■ Problema curto A ■
Transcreve o trecho do texto sobre as greves na CP que vai de "Nada a obstar" a "por essas greves.".

Nada a obstar que haja trabalhadores que obtenham boas condições de trabalho. Mas o exercício constante de greves que prejudicam gravemente todos aqueles que só podem sonhar com condições laborais deste tipo convertem-se em provocações. E agravadas quando têm lugar numa empresa que extrai anualmente centenas de milhões de euros dos impostos dos portugueses, onde se incluem todos os que são prejudicados por essas greves.
Pedro Nuno Santos, que se cobriu de ridículo a vangloriar-se de ter posto a CP “a dar lucro”, esqueceu-se de acrescentar que os menos de 2 milhões de lucros em 2024 se deveram ao saneamento da dívida da empresa ter sido feito com 2,1 mil milhões dos impostos de todos e às transferências anuais do Estado em cerca de 170 milhões pelo serviço público que as greves evidentemente comprometem.

■ Registos fornecidos ■
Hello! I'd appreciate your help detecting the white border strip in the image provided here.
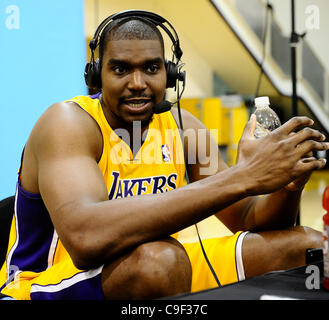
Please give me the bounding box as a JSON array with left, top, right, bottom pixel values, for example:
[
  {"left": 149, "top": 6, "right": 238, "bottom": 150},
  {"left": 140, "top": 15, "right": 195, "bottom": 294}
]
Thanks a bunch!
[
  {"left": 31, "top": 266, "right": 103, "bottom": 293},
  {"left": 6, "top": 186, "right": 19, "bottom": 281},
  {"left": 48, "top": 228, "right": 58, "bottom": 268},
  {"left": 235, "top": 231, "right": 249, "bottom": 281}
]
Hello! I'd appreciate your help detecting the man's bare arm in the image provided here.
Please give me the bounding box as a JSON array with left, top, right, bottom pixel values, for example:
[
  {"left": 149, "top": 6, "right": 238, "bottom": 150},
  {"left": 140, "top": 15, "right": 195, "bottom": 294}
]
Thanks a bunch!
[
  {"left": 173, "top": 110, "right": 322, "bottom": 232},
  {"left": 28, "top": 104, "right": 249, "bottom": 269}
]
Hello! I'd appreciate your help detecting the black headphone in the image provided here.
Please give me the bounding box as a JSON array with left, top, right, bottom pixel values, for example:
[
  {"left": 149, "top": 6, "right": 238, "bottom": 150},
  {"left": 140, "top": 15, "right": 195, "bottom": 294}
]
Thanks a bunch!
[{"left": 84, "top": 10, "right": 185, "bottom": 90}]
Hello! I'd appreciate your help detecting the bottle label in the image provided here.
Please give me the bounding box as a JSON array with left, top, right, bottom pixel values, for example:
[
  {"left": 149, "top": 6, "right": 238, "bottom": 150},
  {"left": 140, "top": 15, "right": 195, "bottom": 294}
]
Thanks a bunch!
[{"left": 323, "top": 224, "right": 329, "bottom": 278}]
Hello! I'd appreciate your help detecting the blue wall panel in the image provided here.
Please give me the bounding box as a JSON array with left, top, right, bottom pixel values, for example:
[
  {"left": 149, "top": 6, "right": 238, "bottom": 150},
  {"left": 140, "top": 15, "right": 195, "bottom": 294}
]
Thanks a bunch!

...

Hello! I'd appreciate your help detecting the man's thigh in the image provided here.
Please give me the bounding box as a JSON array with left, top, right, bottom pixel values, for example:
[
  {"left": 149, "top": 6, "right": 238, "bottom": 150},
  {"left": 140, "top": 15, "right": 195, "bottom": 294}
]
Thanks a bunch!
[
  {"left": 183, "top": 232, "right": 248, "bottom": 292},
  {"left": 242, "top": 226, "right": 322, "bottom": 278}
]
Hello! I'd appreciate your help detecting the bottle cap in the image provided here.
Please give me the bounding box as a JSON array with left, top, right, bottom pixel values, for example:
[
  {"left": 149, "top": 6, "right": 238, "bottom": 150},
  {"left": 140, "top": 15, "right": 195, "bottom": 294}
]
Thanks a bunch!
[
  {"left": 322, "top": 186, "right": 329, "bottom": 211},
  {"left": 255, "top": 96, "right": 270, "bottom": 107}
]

■ Problema curto B ■
Encontra nos registos todas as linhas que contêm a palavra "Hello" e copia-as. Tem em conta as maiúsculas e minúsculas.

■ Resposta certa A ■
Nada a obstar que haja trabalhadores que obtenham boas condições de trabalho. Mas o exercício constante de greves que prejudicam gravemente todos aqueles que só podem sonhar com condições laborais deste tipo convertem-se em provocações. E agravadas quando têm lugar numa empresa que extrai anualmente centenas de milhões de euros dos impostos dos portugueses, onde se incluem todos os que são prejudicados por essas greves.

■ Resposta certa B ■
Hello! I'd appreciate your help detecting the white border strip in the image provided here.
Hello! I'd appreciate your help detecting the man's bare arm in the image provided here.
Hello! I'd appreciate your help detecting the black headphone in the image provided here.
Hello! I'd appreciate your help detecting the bottle label in the image provided here.
Hello! I'd appreciate your help detecting the blue wall panel in the image provided here.
Hello! I'd appreciate your help detecting the man's thigh in the image provided here.
Hello! I'd appreciate your help detecting the bottle cap in the image provided here.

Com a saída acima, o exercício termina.